Your objective:
Return, exactly, the line that contains "For the benchmark card, identify each instance of the small" together with all lines after it to the end of the entries, and no further lines.

-------- Material provided

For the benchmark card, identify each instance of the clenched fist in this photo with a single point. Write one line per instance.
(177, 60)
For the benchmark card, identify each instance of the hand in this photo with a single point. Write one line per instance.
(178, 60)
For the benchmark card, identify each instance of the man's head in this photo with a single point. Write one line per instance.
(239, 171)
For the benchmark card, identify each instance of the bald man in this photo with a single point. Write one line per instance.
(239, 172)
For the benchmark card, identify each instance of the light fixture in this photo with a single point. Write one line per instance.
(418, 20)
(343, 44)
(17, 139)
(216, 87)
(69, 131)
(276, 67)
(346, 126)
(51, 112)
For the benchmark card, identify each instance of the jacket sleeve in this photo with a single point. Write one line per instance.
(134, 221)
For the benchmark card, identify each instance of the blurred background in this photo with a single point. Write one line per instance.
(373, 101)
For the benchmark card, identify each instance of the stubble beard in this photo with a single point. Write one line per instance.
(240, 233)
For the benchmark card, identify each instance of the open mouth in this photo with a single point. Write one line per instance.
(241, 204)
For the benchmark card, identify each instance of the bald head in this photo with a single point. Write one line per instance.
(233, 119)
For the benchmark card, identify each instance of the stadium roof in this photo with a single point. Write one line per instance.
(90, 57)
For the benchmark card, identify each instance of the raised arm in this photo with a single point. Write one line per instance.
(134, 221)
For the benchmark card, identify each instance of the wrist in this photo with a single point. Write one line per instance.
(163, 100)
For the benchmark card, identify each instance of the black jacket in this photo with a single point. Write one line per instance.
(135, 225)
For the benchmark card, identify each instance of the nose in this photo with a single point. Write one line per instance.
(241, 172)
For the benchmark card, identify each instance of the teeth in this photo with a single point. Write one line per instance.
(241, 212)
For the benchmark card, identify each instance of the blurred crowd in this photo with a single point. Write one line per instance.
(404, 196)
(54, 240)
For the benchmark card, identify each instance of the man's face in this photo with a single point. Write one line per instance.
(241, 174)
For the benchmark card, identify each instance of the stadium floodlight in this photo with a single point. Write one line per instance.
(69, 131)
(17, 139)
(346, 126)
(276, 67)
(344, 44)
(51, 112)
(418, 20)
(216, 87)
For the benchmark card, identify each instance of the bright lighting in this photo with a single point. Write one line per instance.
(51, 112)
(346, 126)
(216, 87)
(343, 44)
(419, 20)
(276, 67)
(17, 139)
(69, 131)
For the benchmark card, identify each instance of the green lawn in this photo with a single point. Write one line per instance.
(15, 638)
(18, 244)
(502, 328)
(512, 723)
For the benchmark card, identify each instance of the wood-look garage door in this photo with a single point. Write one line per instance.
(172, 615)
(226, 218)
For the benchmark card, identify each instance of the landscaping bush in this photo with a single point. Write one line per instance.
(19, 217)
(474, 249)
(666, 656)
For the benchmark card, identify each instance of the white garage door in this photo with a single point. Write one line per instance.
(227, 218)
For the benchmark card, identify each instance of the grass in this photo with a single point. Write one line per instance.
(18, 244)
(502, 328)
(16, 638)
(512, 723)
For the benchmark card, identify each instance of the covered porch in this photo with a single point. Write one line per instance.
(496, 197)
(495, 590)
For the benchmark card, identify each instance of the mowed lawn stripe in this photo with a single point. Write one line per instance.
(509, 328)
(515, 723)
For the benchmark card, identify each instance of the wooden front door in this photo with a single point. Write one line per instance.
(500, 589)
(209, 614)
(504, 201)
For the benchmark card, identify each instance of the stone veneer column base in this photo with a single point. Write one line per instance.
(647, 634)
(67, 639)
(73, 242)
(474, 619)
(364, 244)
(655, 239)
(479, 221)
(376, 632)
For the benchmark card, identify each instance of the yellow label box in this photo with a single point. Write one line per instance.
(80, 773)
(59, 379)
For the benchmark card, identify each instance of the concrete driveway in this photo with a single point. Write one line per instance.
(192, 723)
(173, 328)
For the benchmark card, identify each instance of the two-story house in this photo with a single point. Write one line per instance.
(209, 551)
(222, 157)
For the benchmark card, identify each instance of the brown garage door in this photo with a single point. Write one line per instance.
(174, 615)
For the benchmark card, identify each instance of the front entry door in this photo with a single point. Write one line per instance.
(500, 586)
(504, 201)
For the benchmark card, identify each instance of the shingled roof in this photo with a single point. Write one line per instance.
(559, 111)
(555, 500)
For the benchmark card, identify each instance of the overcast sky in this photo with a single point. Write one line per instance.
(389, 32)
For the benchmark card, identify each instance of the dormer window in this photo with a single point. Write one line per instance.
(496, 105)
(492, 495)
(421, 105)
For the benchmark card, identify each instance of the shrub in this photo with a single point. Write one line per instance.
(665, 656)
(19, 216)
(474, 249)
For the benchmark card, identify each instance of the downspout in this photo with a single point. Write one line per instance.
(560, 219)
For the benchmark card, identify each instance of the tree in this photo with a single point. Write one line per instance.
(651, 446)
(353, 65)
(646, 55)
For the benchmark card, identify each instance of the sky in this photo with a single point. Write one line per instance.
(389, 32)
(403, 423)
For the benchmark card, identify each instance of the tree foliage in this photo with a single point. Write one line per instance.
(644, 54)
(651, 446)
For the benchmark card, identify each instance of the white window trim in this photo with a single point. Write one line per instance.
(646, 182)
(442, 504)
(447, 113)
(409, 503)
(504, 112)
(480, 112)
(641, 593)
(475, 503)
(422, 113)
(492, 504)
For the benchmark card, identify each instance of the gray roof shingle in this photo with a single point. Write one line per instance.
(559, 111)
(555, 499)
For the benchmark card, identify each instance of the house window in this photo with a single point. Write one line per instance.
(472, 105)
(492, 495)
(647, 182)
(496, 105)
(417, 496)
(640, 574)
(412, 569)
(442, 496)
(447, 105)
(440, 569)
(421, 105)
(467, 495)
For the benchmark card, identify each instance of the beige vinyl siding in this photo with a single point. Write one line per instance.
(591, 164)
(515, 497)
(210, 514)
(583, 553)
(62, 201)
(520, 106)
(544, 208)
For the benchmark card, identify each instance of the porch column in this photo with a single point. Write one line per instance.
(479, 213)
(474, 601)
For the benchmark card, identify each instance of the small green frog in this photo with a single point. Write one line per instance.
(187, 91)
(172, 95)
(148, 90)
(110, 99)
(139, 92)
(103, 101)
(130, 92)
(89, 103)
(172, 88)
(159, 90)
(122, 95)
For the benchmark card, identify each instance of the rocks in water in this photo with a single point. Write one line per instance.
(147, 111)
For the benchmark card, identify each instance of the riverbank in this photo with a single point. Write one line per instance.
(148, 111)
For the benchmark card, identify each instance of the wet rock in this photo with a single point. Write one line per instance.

----------------

Task solution:
For the benchmark card, identify each instance of the small green frog in this photo with a single point. Write one line per instance.
(187, 91)
(172, 95)
(148, 90)
(110, 99)
(139, 92)
(103, 101)
(130, 92)
(89, 103)
(172, 88)
(159, 90)
(122, 95)
For the benchmark card, identify each instance of the rocks in water in this photo with a single point. Write one line per instance.
(147, 111)
For the benchmark card, identify each instance of the riverbank in this photo with a single point. Write one line per instance.
(148, 111)
For the benchmark card, identify each instance of the wet rock in this photo with a single point. Write one line per instance.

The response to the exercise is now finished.